→ **Exercise details**
Collect every line in the items below that contains the word "raised" and copy each of those lines. Match the case exactly.
##### Material provided
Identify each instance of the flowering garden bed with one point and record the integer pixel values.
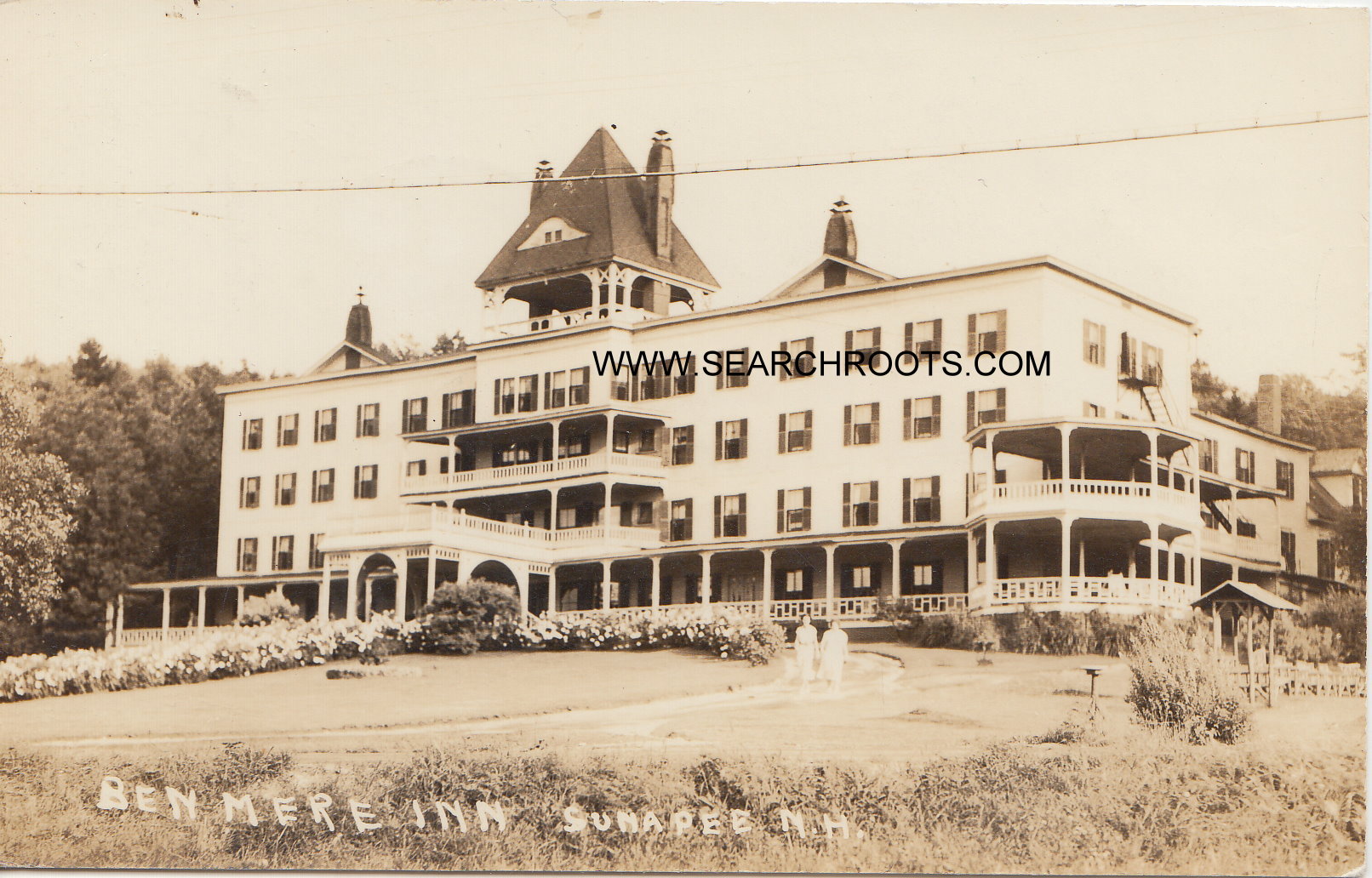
##########
##### Material provided
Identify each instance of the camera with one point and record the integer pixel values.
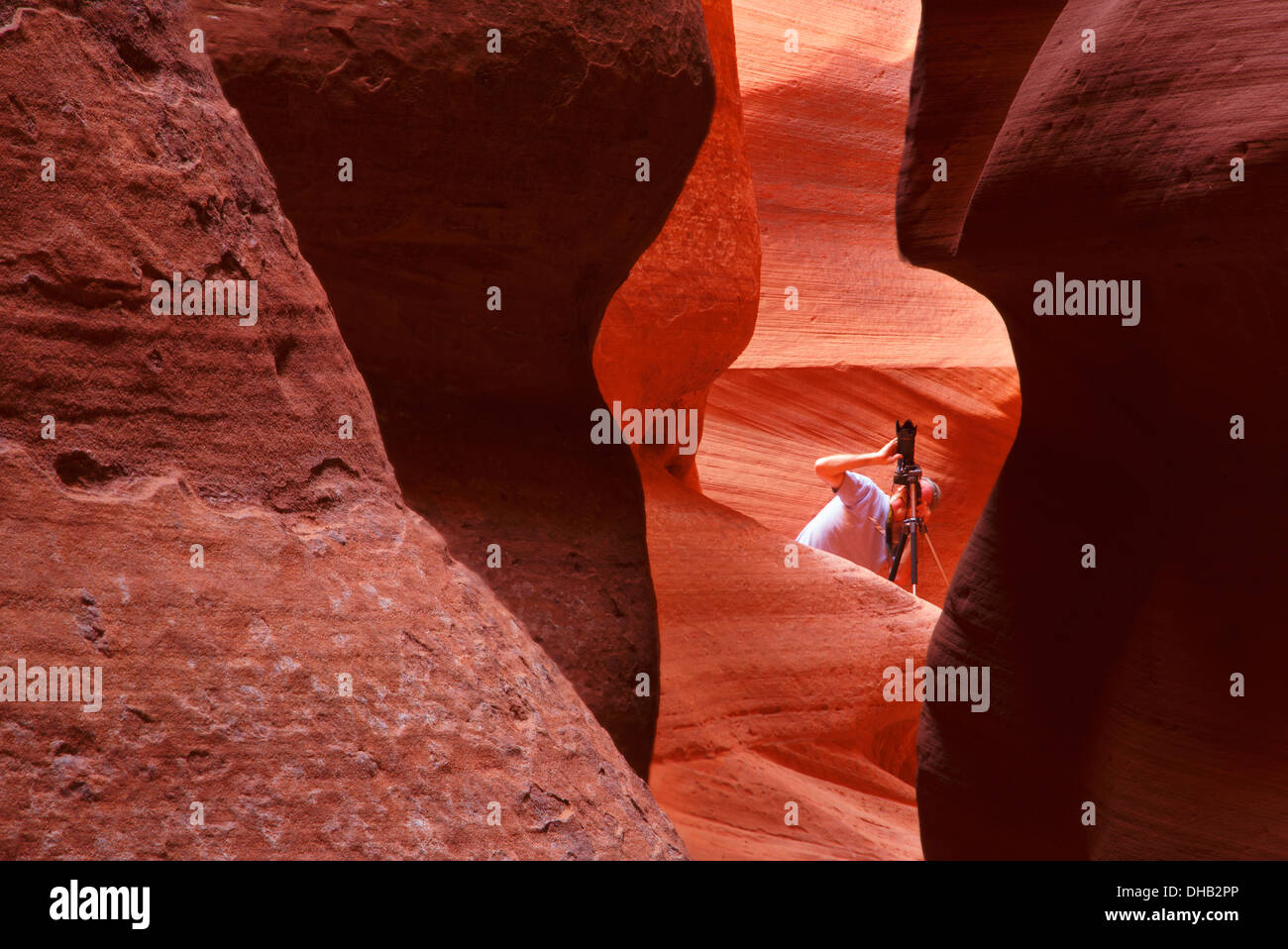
##########
##### Material provided
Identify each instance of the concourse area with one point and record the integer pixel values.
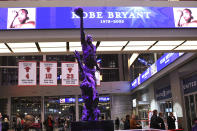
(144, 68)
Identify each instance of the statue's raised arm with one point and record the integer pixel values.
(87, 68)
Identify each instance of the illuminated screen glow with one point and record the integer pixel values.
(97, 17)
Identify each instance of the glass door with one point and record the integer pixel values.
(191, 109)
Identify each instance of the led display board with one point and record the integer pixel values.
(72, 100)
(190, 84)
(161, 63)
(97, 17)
##########
→ **Output**
Identify each instance of the statue's raised arm with one point and record the integer pixel values.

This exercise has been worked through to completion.